Labeled contour entries:
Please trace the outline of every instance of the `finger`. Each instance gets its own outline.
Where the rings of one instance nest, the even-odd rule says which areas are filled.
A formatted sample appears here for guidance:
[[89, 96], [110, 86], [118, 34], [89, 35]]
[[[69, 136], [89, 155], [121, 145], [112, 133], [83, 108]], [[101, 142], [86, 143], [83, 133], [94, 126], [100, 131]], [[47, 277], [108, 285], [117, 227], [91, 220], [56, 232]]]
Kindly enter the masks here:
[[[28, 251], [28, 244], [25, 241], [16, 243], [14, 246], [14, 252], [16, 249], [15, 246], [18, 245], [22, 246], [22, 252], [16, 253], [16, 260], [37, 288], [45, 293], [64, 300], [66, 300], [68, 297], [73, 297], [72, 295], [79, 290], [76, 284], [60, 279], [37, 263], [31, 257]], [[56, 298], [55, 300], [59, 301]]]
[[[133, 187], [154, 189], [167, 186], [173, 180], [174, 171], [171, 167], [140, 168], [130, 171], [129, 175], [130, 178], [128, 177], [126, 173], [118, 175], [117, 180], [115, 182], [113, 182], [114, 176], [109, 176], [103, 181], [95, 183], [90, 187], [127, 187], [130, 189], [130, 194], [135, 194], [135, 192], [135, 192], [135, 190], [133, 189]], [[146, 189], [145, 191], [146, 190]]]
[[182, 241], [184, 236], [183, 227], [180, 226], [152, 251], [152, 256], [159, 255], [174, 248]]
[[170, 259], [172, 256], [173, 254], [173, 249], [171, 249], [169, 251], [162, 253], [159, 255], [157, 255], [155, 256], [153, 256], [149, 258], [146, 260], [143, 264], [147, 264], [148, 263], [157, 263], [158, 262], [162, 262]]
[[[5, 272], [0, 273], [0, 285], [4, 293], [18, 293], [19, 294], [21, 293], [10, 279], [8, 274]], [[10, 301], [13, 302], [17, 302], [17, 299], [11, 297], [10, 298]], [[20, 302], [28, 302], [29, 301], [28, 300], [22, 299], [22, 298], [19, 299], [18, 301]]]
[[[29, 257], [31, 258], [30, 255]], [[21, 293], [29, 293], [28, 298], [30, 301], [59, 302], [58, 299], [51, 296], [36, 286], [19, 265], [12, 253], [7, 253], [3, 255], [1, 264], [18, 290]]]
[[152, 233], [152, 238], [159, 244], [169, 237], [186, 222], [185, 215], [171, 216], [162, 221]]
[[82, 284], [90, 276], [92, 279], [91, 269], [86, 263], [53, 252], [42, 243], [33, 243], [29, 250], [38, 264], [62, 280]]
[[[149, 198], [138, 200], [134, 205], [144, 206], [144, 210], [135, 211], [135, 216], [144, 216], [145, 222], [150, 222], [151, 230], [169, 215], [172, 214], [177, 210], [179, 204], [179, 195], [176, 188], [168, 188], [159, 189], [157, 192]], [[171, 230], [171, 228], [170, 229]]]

Task goal.
Output the lines above as a JSON array of strings, with one string per line and any blank lines omitted.

Response.
[
  "Please trace the outline of every instance of the `finger`. Each instance gets its own outline.",
  "Where the rings of one instance nest, the even-odd rule says which areas are filled.",
  "A formatted sample appears here for guidance:",
  "[[89, 96], [110, 86], [118, 34], [89, 35]]",
  "[[[69, 136], [89, 155], [121, 145], [112, 133], [83, 108]], [[101, 142], [86, 143], [83, 133], [94, 126], [100, 131]], [[47, 277], [108, 285], [117, 227], [91, 220], [56, 232]]]",
  "Kindly enter the masks here:",
  "[[[28, 251], [28, 244], [25, 241], [16, 243], [14, 246], [14, 252], [16, 249], [15, 246], [18, 245], [22, 246], [22, 252], [16, 253], [16, 260], [37, 288], [45, 293], [64, 300], [66, 300], [68, 297], [73, 297], [72, 295], [79, 290], [76, 284], [60, 279], [37, 263], [31, 257]], [[56, 298], [55, 300], [59, 301]]]",
  "[[[133, 187], [154, 189], [167, 186], [173, 180], [174, 171], [171, 167], [140, 168], [130, 171], [129, 175], [130, 178], [128, 177], [126, 173], [118, 175], [117, 180], [115, 182], [113, 182], [114, 176], [109, 176], [103, 181], [95, 183], [90, 187], [127, 187], [130, 189], [130, 194], [135, 194], [135, 192], [135, 192], [135, 190], [133, 189]], [[146, 189], [145, 191], [146, 190]]]",
  "[[182, 241], [184, 236], [183, 227], [180, 226], [152, 251], [152, 256], [159, 255], [174, 248]]",
  "[[170, 259], [172, 256], [173, 254], [173, 249], [171, 249], [169, 251], [162, 253], [159, 255], [157, 255], [155, 256], [153, 256], [149, 258], [146, 260], [143, 264], [147, 264], [148, 263], [157, 263], [158, 262], [162, 262]]",
  "[[[5, 272], [0, 273], [0, 285], [4, 293], [18, 293], [19, 294], [21, 293], [10, 279], [8, 274]], [[10, 301], [13, 302], [17, 302], [17, 299], [11, 297], [10, 298]], [[20, 302], [28, 302], [29, 301], [28, 300], [22, 299], [22, 298], [19, 299], [18, 301]]]",
  "[[[29, 257], [31, 258], [30, 255]], [[21, 293], [29, 293], [28, 298], [30, 301], [59, 302], [58, 299], [51, 296], [36, 286], [19, 265], [12, 253], [7, 253], [3, 255], [1, 264], [18, 290]]]",
  "[[152, 233], [152, 238], [159, 244], [169, 237], [186, 222], [185, 215], [171, 216], [162, 221]]",
  "[[82, 284], [90, 276], [92, 279], [91, 269], [86, 263], [53, 252], [42, 243], [33, 243], [29, 250], [38, 264], [62, 280]]",
  "[[[149, 198], [138, 200], [134, 205], [144, 206], [144, 210], [135, 211], [135, 216], [144, 216], [145, 222], [150, 222], [151, 230], [169, 215], [172, 214], [177, 210], [179, 204], [179, 195], [176, 188], [168, 188], [159, 189], [157, 192]], [[171, 230], [171, 228], [170, 229]]]"
]